**SELECTED PASSAGE:**
★ ★ ★ ★

Supply chain interruptions have demonstrated the flaws in conventional budgeting and forecasting methods. Manufacturers find it challenging to forecast their performance for the next year even under the best of circumstances. When market conditions (not to mention economic conditions) change swiftly and unexpectedly, traditional static forecasts might quickly become obsolete. As a result, many manufacturers are switching to a rolling forecast model.
Static vs. Rolling Forecasts
The issue with static predictions is that management tends to consider them as once-a-year occurrences. After the annual budget is established, managers may not compare actual to forecasted performance until the conclusion of the fiscal year. Even if they notice at midyear that changing conditions have caused the company to fall short of its targets, they may lack the resources to alter the budget.
In contrast, with a rolling forecast, management revisits the budget on a regular basis instead of creating a one-year budget and then forgetting about it. The review periods can be quarterly or monthly, for example, and numbers can be updated to reflect changing circumstances.

★ ★ ★ ★

**GIVEN DATA:**
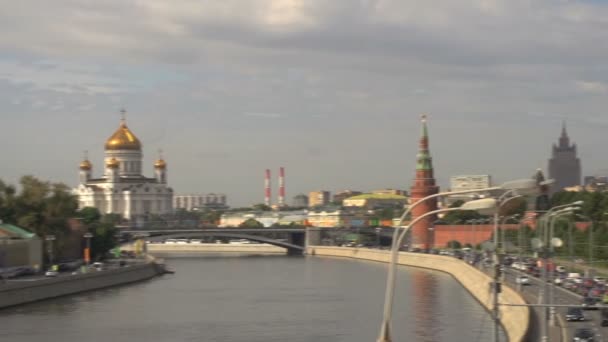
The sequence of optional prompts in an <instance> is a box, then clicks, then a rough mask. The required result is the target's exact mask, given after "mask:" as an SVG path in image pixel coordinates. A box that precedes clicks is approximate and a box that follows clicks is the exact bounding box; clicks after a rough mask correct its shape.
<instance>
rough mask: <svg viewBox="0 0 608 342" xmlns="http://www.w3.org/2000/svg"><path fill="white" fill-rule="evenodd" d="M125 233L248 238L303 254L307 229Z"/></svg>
mask: <svg viewBox="0 0 608 342" xmlns="http://www.w3.org/2000/svg"><path fill="white" fill-rule="evenodd" d="M121 232H122V233H123V234H128V235H131V236H132V237H135V236H140V237H143V238H144V239H145V240H147V241H150V242H154V241H163V240H166V239H176V238H184V239H191V238H202V237H211V236H212V237H218V238H229V239H247V240H250V241H255V242H260V243H267V244H269V245H273V246H277V247H282V248H285V249H287V254H288V255H302V254H304V250H305V240H306V238H305V237H306V229H305V228H234V229H231V228H212V229H166V230H158V229H154V230H123V231H121ZM269 234H270V235H273V236H276V235H278V234H280V235H284V236H285V237H286V238H287V241H285V240H284V239H277V238H273V237H268V236H265V235H269Z"/></svg>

★ ★ ★ ★

**SET OF TASKS:**
**a)** Translate this sentence from the passage on rolling forecasts into Spanish: "As a result, many manufacturers are switching to a rolling forecast model."
**b)** Extend the passage on static and rolling forecasts above, picking up after its final sentence.

**RESPONSES BY ITEM NUMBER:**
**a)** Como resultado, muchos fabricantes están cambiando a un modelo de pronóstico continuo.

**b)**
Rolling Benefits
A rolling forecast provides the following advantages:
Increased precision. By regularly comparing actual to forecasted performance and updating the figures in real time, your projections become much more reliable and effective as a planning tool.
Increased agility. Regularly updating your forecasts allows you to identify trends early and adjust to unexpected events or changing market conditions before it’s too late.
Contingency planning. Some manufacturing procedures rely largely on a single raw material or component part. Creating “what if” scenarios allows you to see how a sudden price spike or part shortage could affect your performance. You can then put plans in place to reduce the impact.
Automate the Process
You may be concerned that implementing a rolling forecast will make budgeting more expensive and time-consuming. However, once rolling forecast methods are adopted, most manufacturers find that they are less disruptive than the once-a-year budgeting approach. Budgeting and forecasting software is also available to help automate the processes. Contact us to determine if a rolling forecast is ideal for your manufacturing company.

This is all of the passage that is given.